(Beginning of Study text)

Thursday, May 14, 2015

A Wreck And A Cupcake

How good of a driver are you?

I feel like I'm a pretty good one. I obey the speed limit (most of the time); I'm a seat-belt freak...gotta have it on...everyone in the car has to have it on.

I pass on the left, and I let people merge.

Unless there have been signs for, like, 3 miles that say LEFT LAND ENDS...MERGE NOW...and drivers who think that does not apply to them and will stay in the left lane until the last.possible.minute. and then try to kill us all by suddenly swerving into my lane. Then, I can't lie...I don't have a lot of mercy for ya.

I'm not quite as defiant to say, like this one lady did on our first visit to our Sunday School class, "I will WRECK MY CAR before I let one of those cars in."

She had a license-plate with our church's name on it.

But, generally, I think I'm a pretty considerate driver.

I don't text and drive. I used to...years ago. But now I know better, and it's just not worth it. In fact, I rarely even talk on my phone, because I want to be so aware of my surroundings. And I want to keep my family safe.

But just check out the drivers next to you on any given day. Joshua and I take the Interstate down to Little Rock 3-4 days a week. Most of the people we pass, and most of the people who pass us, are on their phones...texting.

I'm not talking having-the-phone-down-in-their-laps-because-they-think-you-can't-see-them type-of-texting. No...straight up, phone out front...texting.

In fact, JUST YESTERDAY, someone passed us texting and Joshua said, "where is a cop when you need one?"

Side note: Holly and I passed a guy on the Interstate the other day...he'd been weaving all over the road. When we got close enough to pass him, dude was PLAYING A GUITAR WHILE HE WAS DRIVING.

There are a couple stretches of the interstate where we have to slow down and/or stop nearly every morning because people cannot drive and get all crazy. So this morning, when I was in one of those places and saw the brake lights, I slowed down...and then I stopped.

I remember looking in my rear-view mirror and thinking, "this guy is not going to stop."

And he didn't.

And he hit me...HARD...and pushed my car up towards the truck in front of us. I saw it happening...and I braced myself for the air-bags. But, by the grace of God, we didn't hit him. It was a miracle...is all I can say.

The guy who hit us was driving a large Chevy truck that was pulling a trailer. Like, an enclosed trailer full of equipment of some sort. The sign on the truck said it was a properties management company, and that they did "everything under the sun."

Oooooooookay.

I was able to drive my vehicle to the side of the road. This particular area is one of the worst places in the world to have to stop. I was shaking. I don't care about my life or my car, but DO NOT HURT MY CHILDREN.

I wish I could say that my first thought was of thankfulness...but my first thought, the very, VERY first one, was to walk back and ask the driver "WHAT THE WHAT?" But then I looked over at my precious Joshua, and just seeing that he was okay, filled me with so much peace.

The the highway patrol showed up, and an ambulance showed up.

And then Jim showed up, and, in his organized way, took care of everything. I always feel so much better in a crisis if he's there.

(End of Study text)

* Work request 1:
In the wreck post, what kind of vehicle hit the car?
* Work request 2:
Which people are mentioned by name in the wreck post? List all of them.
* Work request 3:
Reproduce the wreck post's text starting at "Oooooooookay." and ending at "ambulance showed up.".
The entries that follow have no connection to the wreck post.

(Beginning of Provided records)

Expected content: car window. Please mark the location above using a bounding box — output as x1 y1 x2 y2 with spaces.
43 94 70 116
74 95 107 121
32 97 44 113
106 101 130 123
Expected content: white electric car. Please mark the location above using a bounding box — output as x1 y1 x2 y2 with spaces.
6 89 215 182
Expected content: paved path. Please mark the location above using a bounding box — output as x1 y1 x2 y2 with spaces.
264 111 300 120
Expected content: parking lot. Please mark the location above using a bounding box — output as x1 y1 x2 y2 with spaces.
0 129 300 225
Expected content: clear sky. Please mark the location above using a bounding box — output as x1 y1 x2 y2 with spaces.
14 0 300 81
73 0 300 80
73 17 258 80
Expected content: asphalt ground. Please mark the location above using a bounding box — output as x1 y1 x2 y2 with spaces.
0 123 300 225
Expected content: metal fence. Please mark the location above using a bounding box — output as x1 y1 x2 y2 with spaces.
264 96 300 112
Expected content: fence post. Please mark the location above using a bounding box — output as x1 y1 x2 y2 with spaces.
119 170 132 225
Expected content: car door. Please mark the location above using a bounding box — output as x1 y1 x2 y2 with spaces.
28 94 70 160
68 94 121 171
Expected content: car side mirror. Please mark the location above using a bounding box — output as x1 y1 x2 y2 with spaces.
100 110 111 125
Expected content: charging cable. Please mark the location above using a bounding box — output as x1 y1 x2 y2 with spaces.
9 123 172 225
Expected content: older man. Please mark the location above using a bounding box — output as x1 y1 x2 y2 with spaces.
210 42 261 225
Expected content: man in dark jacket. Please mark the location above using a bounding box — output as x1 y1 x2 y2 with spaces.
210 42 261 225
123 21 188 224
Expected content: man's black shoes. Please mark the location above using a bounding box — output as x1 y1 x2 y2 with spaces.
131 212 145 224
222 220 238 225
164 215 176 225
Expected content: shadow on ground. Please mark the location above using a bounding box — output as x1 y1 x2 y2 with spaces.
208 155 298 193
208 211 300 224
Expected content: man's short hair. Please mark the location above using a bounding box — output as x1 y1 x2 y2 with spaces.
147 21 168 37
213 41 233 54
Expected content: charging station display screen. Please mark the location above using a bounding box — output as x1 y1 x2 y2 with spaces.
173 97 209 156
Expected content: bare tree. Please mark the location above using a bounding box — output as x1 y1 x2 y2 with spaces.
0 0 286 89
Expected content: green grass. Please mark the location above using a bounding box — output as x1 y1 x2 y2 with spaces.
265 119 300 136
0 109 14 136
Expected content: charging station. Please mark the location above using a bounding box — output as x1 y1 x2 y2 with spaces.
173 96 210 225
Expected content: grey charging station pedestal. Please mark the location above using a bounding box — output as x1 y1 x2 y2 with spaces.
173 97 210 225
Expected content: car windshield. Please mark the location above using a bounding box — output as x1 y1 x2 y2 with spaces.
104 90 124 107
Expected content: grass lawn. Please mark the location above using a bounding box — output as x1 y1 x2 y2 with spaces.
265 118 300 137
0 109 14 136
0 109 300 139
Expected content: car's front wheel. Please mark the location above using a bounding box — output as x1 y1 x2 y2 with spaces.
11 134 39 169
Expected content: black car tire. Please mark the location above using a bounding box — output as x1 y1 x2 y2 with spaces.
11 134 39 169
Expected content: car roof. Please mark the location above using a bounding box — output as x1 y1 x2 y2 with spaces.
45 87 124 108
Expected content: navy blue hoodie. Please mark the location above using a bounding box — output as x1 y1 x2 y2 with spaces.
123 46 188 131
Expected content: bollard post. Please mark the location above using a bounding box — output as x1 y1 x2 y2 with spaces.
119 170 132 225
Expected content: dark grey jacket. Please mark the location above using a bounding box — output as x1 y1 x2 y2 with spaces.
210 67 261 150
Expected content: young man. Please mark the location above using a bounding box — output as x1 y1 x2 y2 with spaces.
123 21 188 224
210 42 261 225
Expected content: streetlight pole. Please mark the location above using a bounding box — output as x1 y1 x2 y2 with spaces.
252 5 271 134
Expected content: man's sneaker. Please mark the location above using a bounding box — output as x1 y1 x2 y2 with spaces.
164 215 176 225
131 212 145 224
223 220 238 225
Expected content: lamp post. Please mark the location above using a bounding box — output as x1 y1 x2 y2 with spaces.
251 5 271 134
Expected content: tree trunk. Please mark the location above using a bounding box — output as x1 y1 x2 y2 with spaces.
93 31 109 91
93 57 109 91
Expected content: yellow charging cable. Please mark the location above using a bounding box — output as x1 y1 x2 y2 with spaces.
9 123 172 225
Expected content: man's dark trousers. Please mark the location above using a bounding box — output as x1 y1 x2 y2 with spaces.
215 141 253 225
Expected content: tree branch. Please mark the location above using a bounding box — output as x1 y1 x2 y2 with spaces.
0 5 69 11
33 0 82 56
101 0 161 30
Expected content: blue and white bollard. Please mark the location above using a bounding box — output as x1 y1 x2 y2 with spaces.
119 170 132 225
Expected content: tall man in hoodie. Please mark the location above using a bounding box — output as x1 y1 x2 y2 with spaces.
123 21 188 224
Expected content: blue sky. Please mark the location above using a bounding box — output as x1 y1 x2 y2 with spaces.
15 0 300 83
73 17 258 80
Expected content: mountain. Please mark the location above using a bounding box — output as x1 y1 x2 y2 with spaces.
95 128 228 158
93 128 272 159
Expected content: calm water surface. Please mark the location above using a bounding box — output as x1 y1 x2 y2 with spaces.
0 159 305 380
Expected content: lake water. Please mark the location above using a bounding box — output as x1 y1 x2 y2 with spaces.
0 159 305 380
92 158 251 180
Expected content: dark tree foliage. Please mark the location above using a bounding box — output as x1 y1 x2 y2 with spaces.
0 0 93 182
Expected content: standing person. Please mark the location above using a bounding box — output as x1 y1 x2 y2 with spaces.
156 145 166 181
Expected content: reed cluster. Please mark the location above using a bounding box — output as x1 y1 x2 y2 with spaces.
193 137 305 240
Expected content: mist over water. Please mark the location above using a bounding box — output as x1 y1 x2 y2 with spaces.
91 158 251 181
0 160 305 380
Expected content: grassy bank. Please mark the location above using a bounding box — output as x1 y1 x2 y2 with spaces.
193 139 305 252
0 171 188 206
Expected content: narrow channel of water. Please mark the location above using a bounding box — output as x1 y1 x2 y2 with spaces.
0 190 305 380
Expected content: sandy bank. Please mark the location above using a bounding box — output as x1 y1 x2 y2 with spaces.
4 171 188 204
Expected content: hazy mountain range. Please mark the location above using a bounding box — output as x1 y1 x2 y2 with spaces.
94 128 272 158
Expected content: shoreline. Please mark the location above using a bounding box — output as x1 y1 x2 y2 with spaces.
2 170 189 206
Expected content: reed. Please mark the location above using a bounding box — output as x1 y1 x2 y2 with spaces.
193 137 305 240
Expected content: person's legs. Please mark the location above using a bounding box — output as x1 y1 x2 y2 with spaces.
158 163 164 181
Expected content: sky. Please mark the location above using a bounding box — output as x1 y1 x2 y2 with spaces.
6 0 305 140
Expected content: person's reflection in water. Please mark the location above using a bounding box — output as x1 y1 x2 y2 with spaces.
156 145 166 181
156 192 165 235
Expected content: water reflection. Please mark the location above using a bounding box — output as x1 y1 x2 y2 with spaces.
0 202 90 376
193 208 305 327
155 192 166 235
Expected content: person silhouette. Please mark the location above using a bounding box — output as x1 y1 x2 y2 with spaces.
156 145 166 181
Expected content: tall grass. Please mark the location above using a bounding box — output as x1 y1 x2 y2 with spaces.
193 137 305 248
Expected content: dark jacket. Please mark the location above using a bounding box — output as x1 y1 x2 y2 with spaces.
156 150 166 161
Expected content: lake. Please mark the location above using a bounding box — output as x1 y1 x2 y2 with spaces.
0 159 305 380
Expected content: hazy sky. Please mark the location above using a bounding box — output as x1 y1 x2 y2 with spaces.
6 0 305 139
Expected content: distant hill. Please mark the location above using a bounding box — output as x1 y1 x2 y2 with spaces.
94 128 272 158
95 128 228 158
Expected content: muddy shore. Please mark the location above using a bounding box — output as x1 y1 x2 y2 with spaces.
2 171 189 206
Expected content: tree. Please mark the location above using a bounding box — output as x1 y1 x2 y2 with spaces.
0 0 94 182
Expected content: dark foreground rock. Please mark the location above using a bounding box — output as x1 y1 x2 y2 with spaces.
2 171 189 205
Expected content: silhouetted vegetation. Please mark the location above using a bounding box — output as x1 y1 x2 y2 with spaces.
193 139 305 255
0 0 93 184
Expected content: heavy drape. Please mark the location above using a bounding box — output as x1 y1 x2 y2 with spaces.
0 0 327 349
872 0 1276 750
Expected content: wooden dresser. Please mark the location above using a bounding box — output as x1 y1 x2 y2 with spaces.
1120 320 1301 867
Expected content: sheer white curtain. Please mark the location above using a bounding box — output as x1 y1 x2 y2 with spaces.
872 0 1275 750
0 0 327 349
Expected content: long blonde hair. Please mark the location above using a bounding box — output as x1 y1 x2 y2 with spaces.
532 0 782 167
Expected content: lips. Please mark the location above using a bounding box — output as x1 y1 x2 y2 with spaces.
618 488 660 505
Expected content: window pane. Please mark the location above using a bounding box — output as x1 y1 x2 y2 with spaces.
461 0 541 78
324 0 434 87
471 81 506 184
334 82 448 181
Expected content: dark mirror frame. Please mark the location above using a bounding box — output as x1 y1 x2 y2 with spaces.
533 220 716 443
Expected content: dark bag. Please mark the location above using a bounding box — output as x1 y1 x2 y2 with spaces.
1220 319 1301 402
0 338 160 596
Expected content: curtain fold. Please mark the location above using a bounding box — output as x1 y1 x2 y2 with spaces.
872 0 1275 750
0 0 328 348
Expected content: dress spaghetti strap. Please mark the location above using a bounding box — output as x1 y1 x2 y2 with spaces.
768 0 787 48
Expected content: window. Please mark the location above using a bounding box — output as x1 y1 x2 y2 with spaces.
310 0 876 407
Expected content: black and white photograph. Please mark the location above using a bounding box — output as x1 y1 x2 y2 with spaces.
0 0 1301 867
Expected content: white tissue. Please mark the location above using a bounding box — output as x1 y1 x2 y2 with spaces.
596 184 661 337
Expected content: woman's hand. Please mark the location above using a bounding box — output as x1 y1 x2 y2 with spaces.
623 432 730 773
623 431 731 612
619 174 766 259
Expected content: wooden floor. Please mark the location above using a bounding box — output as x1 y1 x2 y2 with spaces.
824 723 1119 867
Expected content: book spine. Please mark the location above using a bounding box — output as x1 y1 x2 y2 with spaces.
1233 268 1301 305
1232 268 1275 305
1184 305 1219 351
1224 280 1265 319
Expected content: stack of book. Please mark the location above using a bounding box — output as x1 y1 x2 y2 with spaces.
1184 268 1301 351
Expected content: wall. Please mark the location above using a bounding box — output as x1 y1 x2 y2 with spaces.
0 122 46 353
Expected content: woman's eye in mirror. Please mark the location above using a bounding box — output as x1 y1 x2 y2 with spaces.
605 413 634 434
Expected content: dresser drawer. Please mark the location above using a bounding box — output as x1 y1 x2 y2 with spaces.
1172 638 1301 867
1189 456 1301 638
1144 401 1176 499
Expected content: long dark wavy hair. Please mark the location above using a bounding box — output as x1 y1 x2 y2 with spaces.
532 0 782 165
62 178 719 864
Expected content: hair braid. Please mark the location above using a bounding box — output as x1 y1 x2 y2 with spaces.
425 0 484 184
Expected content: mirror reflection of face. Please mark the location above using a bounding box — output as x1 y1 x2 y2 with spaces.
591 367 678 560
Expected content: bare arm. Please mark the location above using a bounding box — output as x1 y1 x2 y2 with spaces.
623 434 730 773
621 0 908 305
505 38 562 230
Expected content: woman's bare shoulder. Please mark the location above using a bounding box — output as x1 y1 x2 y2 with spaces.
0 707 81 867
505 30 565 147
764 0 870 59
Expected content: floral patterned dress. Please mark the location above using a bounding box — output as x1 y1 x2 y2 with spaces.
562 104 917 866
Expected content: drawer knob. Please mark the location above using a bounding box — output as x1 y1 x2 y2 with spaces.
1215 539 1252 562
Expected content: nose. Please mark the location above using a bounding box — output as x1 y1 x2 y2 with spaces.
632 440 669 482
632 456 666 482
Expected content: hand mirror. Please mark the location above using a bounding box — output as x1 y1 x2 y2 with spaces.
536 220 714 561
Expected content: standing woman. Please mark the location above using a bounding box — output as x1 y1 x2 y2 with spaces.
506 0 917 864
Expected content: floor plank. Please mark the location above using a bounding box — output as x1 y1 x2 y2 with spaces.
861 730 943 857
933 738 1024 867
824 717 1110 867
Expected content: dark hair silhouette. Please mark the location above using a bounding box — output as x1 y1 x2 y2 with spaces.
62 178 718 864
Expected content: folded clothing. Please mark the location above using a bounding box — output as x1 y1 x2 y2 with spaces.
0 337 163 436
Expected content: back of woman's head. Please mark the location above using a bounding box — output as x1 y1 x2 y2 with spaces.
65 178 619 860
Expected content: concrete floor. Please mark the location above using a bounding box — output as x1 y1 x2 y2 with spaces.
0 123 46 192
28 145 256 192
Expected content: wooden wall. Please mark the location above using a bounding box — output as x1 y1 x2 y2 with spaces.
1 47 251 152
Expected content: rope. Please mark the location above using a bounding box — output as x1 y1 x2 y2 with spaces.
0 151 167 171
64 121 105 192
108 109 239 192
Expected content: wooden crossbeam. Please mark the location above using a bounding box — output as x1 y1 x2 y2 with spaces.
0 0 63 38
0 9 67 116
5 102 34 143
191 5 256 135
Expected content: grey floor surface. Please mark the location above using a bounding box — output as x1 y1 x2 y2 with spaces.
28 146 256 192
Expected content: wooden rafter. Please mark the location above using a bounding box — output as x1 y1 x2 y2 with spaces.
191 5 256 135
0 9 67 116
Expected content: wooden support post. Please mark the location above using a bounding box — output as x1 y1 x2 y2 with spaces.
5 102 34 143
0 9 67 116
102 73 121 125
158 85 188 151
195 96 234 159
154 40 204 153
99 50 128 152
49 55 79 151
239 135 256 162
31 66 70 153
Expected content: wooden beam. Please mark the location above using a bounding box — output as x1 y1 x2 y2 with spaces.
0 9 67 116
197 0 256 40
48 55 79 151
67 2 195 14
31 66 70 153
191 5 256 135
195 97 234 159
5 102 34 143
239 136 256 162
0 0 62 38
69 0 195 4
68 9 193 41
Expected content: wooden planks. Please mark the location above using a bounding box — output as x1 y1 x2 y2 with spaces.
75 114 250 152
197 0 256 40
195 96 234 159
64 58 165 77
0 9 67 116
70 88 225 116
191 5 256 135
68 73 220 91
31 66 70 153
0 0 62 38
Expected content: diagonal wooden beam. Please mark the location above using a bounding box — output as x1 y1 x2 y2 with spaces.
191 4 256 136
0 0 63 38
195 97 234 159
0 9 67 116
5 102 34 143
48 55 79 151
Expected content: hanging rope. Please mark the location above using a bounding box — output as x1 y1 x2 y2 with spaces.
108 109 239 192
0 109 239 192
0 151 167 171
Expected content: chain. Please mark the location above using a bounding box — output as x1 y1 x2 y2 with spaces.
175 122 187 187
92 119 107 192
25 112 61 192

(End of Provided records)

* Answer 1:
A large Chevy truck pulling an enclosed trailer full of equipment.

* Answer 2:
Joshua, Holly, Jim

* Answer 3:
Oooooooookay.

I was able to drive my vehicle to the side of the road. This particular area is one of the worst places in the world to have to stop. I was shaking. I don't care about my life or my car, but DO NOT HURT MY CHILDREN.

I wish I could say that my first thought was of thankfulness...but my first thought, the very, VERY first one, was to walk back and ask the driver "WHAT THE WHAT?" But then I looked over at my precious Joshua, and just seeing that he was okay, filled me with so much peace.

The the highway patrol showed up, and an ambulance showed up.